Short exercise:
Reproduce the listing that follows with no differences at all.

•••••

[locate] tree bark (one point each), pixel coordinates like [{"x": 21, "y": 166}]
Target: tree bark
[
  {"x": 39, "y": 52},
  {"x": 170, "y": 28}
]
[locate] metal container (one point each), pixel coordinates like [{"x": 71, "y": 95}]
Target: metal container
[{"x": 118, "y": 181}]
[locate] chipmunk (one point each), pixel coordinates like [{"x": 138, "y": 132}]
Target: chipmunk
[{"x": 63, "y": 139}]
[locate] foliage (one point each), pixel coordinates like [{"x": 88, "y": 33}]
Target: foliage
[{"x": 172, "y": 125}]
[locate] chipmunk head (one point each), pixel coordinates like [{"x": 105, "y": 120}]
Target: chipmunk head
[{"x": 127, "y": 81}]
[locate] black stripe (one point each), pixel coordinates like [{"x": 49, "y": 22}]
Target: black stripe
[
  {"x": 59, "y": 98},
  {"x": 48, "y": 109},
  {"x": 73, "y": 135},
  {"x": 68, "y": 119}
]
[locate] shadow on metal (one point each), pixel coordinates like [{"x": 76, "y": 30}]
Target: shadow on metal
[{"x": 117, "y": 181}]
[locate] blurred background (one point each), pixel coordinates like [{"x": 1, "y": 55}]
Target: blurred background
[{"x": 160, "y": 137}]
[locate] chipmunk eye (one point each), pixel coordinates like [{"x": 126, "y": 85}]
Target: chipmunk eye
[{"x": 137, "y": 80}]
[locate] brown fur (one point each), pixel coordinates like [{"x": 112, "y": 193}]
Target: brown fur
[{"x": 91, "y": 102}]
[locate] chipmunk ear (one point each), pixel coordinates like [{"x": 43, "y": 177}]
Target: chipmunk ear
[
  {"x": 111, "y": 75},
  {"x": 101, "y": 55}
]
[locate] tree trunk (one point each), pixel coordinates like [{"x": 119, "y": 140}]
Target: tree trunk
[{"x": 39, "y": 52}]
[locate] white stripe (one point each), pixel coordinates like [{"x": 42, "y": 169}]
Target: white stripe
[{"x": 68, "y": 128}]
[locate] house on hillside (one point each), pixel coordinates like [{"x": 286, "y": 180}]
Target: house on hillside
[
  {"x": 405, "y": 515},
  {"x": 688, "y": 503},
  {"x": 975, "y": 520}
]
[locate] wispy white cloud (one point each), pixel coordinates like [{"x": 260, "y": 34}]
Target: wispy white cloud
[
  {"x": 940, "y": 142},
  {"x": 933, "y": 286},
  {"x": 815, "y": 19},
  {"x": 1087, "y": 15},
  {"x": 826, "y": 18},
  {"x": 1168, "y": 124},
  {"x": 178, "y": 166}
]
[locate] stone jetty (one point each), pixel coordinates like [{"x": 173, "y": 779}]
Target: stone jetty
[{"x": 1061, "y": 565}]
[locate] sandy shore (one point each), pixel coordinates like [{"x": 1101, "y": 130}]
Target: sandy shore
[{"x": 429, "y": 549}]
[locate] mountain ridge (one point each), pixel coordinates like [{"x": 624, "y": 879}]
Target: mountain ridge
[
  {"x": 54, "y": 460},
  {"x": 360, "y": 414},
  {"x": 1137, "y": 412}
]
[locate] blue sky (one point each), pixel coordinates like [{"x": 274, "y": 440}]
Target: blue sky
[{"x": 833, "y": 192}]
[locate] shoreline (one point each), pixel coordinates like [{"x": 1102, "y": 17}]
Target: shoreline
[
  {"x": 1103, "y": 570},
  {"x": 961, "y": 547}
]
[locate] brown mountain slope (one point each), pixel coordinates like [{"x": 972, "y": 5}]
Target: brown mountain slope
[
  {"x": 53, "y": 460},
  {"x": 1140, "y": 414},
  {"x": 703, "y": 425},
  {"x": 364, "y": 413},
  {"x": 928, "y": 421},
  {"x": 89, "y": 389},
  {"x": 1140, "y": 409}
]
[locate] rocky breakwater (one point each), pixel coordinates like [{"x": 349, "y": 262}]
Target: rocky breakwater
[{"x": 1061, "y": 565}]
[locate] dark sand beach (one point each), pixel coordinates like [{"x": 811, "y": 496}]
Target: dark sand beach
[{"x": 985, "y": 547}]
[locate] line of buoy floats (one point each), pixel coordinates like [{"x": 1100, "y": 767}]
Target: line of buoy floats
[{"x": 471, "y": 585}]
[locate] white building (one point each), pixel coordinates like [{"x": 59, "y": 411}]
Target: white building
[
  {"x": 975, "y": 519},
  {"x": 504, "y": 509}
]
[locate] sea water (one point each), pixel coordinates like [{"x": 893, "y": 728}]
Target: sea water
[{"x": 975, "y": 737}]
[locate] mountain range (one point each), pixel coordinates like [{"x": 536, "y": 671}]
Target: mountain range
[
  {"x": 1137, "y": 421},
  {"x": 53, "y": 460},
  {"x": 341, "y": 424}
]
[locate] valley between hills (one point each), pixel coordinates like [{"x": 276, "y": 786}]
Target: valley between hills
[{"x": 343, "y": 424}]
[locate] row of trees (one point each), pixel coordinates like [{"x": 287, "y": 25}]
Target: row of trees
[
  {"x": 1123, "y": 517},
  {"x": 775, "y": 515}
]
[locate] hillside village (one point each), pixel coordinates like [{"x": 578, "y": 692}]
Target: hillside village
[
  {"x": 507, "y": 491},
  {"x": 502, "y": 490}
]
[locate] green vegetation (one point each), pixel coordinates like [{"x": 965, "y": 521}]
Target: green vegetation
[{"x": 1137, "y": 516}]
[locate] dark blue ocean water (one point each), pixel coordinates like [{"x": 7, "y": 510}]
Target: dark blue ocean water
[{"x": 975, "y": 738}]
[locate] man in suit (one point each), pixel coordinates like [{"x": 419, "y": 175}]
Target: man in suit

•••••

Response below:
[locate] tree bark (one point each), pixel coordinates like [{"x": 21, "y": 166}]
Target: tree bark
[
  {"x": 39, "y": 52},
  {"x": 170, "y": 28}
]
[locate] metal container (one point each), pixel coordinates like [{"x": 71, "y": 95}]
Target: metal container
[{"x": 118, "y": 181}]
[locate] chipmunk (one point each), pixel coordinates like [{"x": 138, "y": 132}]
Target: chipmunk
[{"x": 63, "y": 139}]
[locate] foliage (one point each), pixel coordinates like [{"x": 88, "y": 33}]
Target: foliage
[{"x": 172, "y": 125}]
[locate] chipmunk head (one point each), pixel coordinates like [{"x": 105, "y": 120}]
Target: chipmunk head
[{"x": 127, "y": 81}]
[locate] black stripe (one point each), pixel coordinates like [{"x": 49, "y": 22}]
Target: black stripe
[
  {"x": 59, "y": 98},
  {"x": 48, "y": 109},
  {"x": 73, "y": 135},
  {"x": 68, "y": 119}
]
[locate] shadow on metal (one point each), pixel coordinates like [{"x": 76, "y": 30}]
Target: shadow on metal
[{"x": 117, "y": 181}]
[locate] blurred background (one point each), pixel coordinates like [{"x": 1, "y": 55}]
Target: blurred background
[{"x": 160, "y": 137}]
[locate] chipmunk eye (one point each), pixel coordinates like [{"x": 126, "y": 85}]
Target: chipmunk eye
[{"x": 137, "y": 80}]
[locate] brown fur (one point each), pixel coordinates like [{"x": 112, "y": 193}]
Target: brown fur
[{"x": 91, "y": 102}]
[locate] chipmunk ear (one point each), pixel coordinates like [{"x": 43, "y": 177}]
Target: chipmunk ear
[
  {"x": 111, "y": 75},
  {"x": 101, "y": 55}
]
[locate] tree trunk (one point each), pixel coordinates like [{"x": 119, "y": 140}]
Target: tree trunk
[{"x": 39, "y": 52}]
[locate] white stripe (one point each), pixel coordinates like [{"x": 42, "y": 169}]
Target: white stripe
[{"x": 68, "y": 128}]
[locate] house on hillside (one point each), pixel coordinates like [{"x": 286, "y": 180}]
Target: house on hillside
[
  {"x": 405, "y": 515},
  {"x": 688, "y": 503},
  {"x": 975, "y": 520}
]
[locate] wispy white cloud (one point each), pixel coordinates like [{"x": 260, "y": 34}]
Target: wispy white cloud
[
  {"x": 940, "y": 142},
  {"x": 933, "y": 286},
  {"x": 815, "y": 19},
  {"x": 1087, "y": 15},
  {"x": 826, "y": 18},
  {"x": 1168, "y": 124},
  {"x": 178, "y": 166}
]
[locate] stone jetty (one point each), pixel coordinates like [{"x": 173, "y": 779}]
Target: stone jetty
[{"x": 1061, "y": 565}]
[locate] sandy shore (one point each), pixel coordinates like [{"x": 1101, "y": 130}]
Target: sandy shore
[{"x": 429, "y": 549}]
[locate] mountain ridge (one point each), pixel coordinates like [{"x": 624, "y": 879}]
Target: mountain ridge
[
  {"x": 54, "y": 460},
  {"x": 360, "y": 414},
  {"x": 1137, "y": 412}
]
[locate] blue sky (one point each), pixel coordinates like [{"x": 274, "y": 440}]
Target: blue sky
[{"x": 833, "y": 192}]
[locate] shoreline (one point each), pixel coordinates like [{"x": 1102, "y": 17}]
Target: shoreline
[
  {"x": 1103, "y": 570},
  {"x": 961, "y": 547}
]
[locate] brown mountain slope (one point each), pixel coordinates like [{"x": 972, "y": 5}]
Target: brown mountain slope
[
  {"x": 53, "y": 460},
  {"x": 1140, "y": 414},
  {"x": 703, "y": 425},
  {"x": 364, "y": 413},
  {"x": 928, "y": 421},
  {"x": 89, "y": 389},
  {"x": 1140, "y": 409}
]
[locate] rocky breakwater (one point each), pixel coordinates like [{"x": 349, "y": 262}]
Target: rocky breakwater
[{"x": 1061, "y": 565}]
[locate] dark sand beach (one point each), pixel coordinates like [{"x": 811, "y": 496}]
Target: dark sand beach
[{"x": 985, "y": 547}]
[locate] line of buoy floats (one point each), pixel coordinates like [{"x": 1100, "y": 767}]
Target: line of buoy floats
[{"x": 471, "y": 585}]
[locate] white building (one point each), pixel coordinates like [{"x": 59, "y": 411}]
Target: white building
[
  {"x": 975, "y": 519},
  {"x": 504, "y": 509}
]
[locate] sea water (one point each), pixel coordinates like [{"x": 893, "y": 728}]
Target: sea water
[{"x": 975, "y": 737}]
[locate] mountain range (one point each), pixel coordinates like [{"x": 536, "y": 671}]
Target: mountain range
[
  {"x": 1137, "y": 421},
  {"x": 53, "y": 460},
  {"x": 341, "y": 424}
]
[locate] valley between hills (one point each), pixel coordinates like [{"x": 276, "y": 786}]
Target: valley between hills
[{"x": 343, "y": 424}]
[locate] row of trees (one point each), pixel coordinates like [{"x": 287, "y": 25}]
Target: row of trees
[
  {"x": 1123, "y": 517},
  {"x": 775, "y": 515}
]
[locate] hillside village (one point each), pixel coordinates like [{"x": 578, "y": 692}]
Target: hillside village
[
  {"x": 507, "y": 491},
  {"x": 502, "y": 490}
]
[locate] green vegetation (one point each), pixel coordinates like [{"x": 965, "y": 521}]
Target: green vegetation
[{"x": 1137, "y": 516}]
[locate] dark blue ocean water (one point each), pixel coordinates like [{"x": 7, "y": 510}]
Target: dark blue ocean water
[{"x": 975, "y": 738}]
[locate] man in suit (one point each), pixel coordinates like [{"x": 419, "y": 175}]
Target: man in suit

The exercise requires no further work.